> Problem statement: Can you rewrite the data below with every "pixel coordinates" changed to "x and y coordinates" and nothing else altered?

# Start of Supplied data

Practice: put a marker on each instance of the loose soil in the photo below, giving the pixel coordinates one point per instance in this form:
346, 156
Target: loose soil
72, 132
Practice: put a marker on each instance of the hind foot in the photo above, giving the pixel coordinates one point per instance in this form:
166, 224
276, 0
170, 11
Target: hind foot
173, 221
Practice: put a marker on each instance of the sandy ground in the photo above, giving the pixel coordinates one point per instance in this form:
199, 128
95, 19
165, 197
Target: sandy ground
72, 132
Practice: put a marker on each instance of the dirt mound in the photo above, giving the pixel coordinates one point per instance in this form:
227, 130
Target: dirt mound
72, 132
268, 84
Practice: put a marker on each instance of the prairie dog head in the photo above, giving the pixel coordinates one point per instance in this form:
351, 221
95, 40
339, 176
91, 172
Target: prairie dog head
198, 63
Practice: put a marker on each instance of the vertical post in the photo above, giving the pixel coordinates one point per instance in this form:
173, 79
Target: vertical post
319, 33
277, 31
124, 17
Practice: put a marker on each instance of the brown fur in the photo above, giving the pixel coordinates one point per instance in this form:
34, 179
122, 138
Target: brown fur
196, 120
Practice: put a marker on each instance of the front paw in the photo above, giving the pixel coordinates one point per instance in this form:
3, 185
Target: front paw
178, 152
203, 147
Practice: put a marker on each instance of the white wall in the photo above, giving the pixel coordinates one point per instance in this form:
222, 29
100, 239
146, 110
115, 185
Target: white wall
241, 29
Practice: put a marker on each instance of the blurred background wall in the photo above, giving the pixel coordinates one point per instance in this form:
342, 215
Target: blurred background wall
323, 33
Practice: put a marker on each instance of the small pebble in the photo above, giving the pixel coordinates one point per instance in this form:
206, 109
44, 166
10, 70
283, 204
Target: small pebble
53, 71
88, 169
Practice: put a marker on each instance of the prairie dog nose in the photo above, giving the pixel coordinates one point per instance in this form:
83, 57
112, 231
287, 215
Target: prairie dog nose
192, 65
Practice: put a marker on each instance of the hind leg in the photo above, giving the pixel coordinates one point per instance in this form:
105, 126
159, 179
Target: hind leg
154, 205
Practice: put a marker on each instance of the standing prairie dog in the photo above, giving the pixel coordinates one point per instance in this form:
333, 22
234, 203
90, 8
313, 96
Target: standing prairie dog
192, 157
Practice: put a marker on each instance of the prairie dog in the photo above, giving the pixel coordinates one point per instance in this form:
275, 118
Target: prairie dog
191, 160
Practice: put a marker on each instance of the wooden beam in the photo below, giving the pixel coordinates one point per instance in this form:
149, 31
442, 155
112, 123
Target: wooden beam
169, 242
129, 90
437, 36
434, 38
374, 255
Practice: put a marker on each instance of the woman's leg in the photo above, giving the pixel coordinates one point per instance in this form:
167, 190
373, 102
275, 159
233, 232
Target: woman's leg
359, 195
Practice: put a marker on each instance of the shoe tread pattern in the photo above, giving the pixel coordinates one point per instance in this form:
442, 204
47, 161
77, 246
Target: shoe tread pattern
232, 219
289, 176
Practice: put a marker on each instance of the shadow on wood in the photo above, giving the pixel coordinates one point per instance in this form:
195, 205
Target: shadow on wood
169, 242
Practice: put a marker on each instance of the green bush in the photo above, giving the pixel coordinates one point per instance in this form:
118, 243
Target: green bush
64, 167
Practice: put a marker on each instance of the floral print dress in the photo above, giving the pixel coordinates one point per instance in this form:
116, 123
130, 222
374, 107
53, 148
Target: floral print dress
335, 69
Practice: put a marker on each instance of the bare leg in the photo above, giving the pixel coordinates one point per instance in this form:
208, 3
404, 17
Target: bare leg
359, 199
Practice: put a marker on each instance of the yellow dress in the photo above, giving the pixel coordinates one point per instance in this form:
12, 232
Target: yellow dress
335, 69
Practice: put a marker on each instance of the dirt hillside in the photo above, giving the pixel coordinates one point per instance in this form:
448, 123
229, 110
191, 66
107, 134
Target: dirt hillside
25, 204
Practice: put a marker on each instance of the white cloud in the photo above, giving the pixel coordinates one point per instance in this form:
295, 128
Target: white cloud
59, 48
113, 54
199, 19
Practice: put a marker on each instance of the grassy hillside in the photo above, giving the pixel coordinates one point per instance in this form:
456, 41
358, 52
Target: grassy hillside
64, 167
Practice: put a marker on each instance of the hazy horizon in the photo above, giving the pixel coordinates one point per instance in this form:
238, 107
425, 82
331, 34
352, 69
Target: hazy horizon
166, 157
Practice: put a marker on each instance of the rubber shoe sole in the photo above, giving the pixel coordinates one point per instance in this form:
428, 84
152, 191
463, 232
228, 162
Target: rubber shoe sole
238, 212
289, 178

# End of Supplied data

> Reply to the task:
Practice: put a marker on each instance of the loose soil in the photo below, giving the x and y coordinates one point per instance in this form:
346, 156
Target: loose soil
72, 132
Practice: put a marker on each instance of the hind foot in the photo above, giving the x and y coordinates one point per instance in this form:
166, 224
276, 0
170, 11
Target: hind foot
173, 221
Practice: put a marker on each instance of the sandy ground in the photo above, giving the x and y coordinates one point per instance in this form:
199, 128
95, 19
165, 197
Target: sandy ground
72, 132
Practice: put a marker on each instance of the dirt mound in the photo above, giving the x and y coordinates one point per instance in this form:
227, 130
Target: dirt mound
72, 132
268, 84
Practice: put a marker on each instance of the prairie dog head in the photo above, giving the x and y coordinates one point per instance in this form:
351, 221
95, 40
339, 176
91, 172
Target: prairie dog head
198, 63
Practice: put a marker on each instance of the vertical post in the photo above, giving the x and y coordinates one point per instance in this form:
173, 79
Target: vertical post
319, 33
277, 31
124, 17
Practice: put a marker on each instance of the brown fur in the photo above, giving the x and y coordinates one point per instance in this form:
34, 179
122, 138
Target: brown fur
196, 120
Practice: put a marker on each instance of the front paw in the photo above, giving the x and y coordinates one point per instance in this form:
3, 185
Target: front paw
178, 152
203, 147
Practice: put a marker on each instance of the white wall in the photo above, giving the x and y coordinates one point per instance in this form:
222, 29
100, 239
146, 110
115, 185
Target: white wall
241, 29
Practice: put a marker on each instance of the blurred background wall in the photo above, giving the x and y coordinates one point per instance in this form:
342, 215
Target: blurred background wall
323, 33
Practice: put a marker on each instance of the small pebble in the photo above, giving the x and y coordinates one point per instance in this form:
206, 109
44, 166
10, 70
283, 204
Target: small pebble
53, 71
88, 169
Practice: put a marker on each instance of the prairie dog nose in the photo above, giving the x and y coordinates one point per instance in this form:
83, 57
112, 231
287, 215
Target: prairie dog nose
192, 65
Practice: put a marker on each instance of the hind leg in the photo above, giving the x and y coordinates one point per instance in this form:
105, 126
159, 179
Target: hind leg
154, 205
Practice: put a marker on each instance of the standing prairie dog in the photo above, giving the x and y coordinates one point per instance in this form:
333, 22
234, 203
90, 8
313, 96
Target: standing prairie dog
192, 157
Practice: put a marker on each instance of the prairie dog in the photo above, giving the x and y coordinates one point per instance in this form:
275, 118
Target: prairie dog
191, 160
Practice: put a marker on each instance of the wooden beam in the photo below, giving the x and y coordinates one point per instance in this form:
149, 31
442, 155
112, 123
Target: wooden beam
169, 242
129, 90
437, 36
434, 38
374, 255
Practice: put a marker on each instance of the woman's leg in the photo above, giving the x and y coordinates one point per instance in this form:
167, 190
373, 102
275, 159
233, 232
Target: woman's leg
359, 195
Practice: put a marker on each instance of the shoe tread pattern in the photo above, giving the x and y coordinates one point per instance in this form:
442, 204
47, 161
77, 246
Target: shoe tread pattern
232, 219
289, 176
Practice: put a marker on each instance of the shadow on wood in the photo above, giving the x and y coordinates one point per instance in this form:
195, 205
Target: shadow on wood
169, 242
Practice: put a marker on each instance of the green bush in the photo above, giving the x and y coordinates one point per instance in this form:
118, 243
Target: green bush
64, 167
Practice: put a marker on each instance of the floral print dress in the photo above, giving the x and y coordinates one point per instance in this form:
116, 123
130, 222
374, 107
53, 148
Target: floral print dress
335, 69
Practice: put a marker on each instance of the bare leg in the photo above, giving the x and y coordinates one point per instance in this form:
208, 3
404, 17
Target: bare leg
359, 199
Practice: put a marker on each instance of the yellow dress in the photo above, giving the x and y coordinates one point per instance in this form:
12, 232
Target: yellow dress
335, 69
Practice: put a marker on each instance of the dirt hillside in the photo above, giving the x and y coordinates one point per instance in this form:
448, 123
229, 110
191, 66
107, 134
Target: dirt hillside
25, 204
Practice: put a marker on each instance of the white cloud in the photo above, giving the x and y coordinates one point per instance in this form:
295, 128
Target: white cloud
59, 48
113, 54
199, 19
Practice: put a marker on each instance of the grassy hillside in the photo above, giving the x and y coordinates one point per instance in this form:
456, 41
358, 52
Target: grassy hillside
64, 167
Practice: put a marker on each instance of the hazy horizon in the photo above, giving the x and y coordinates one point per instance in this form:
238, 107
425, 82
331, 34
352, 69
Target: hazy horizon
166, 157
Practice: put a marker on each instance of the rubber shoe sole in the photo above, giving the x and y coordinates one point per instance in this form:
428, 84
152, 191
463, 232
228, 162
Target: rubber shoe sole
238, 212
289, 178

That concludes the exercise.